» TASK BRIEF
Reproduce the data below with "outline" renamed to "trace", leaving everything else unchanged.

═══ DATA TO PROCESS

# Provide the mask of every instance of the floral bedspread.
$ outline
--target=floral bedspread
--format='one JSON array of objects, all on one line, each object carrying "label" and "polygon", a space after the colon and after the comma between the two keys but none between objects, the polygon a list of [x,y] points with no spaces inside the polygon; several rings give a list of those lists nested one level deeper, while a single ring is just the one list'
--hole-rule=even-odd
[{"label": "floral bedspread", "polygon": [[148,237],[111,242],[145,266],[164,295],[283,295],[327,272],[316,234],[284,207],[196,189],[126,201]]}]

══════

» ANSWER FOR THIS EXERCISE
# Provide the mask of every instance of the floral bedspread.
$ trace
--target=floral bedspread
--format='one JSON array of objects, all on one line, each object carrying "label" and "polygon", a space after the colon and after the comma between the two keys but none between objects, the polygon a list of [x,y] points with no spaces inside the polygon; several rings give a list of those lists nested one level deeper, while a single ring is just the one list'
--hole-rule=even-odd
[{"label": "floral bedspread", "polygon": [[148,237],[111,242],[145,266],[164,295],[283,295],[327,272],[316,234],[284,207],[196,189],[126,201]]}]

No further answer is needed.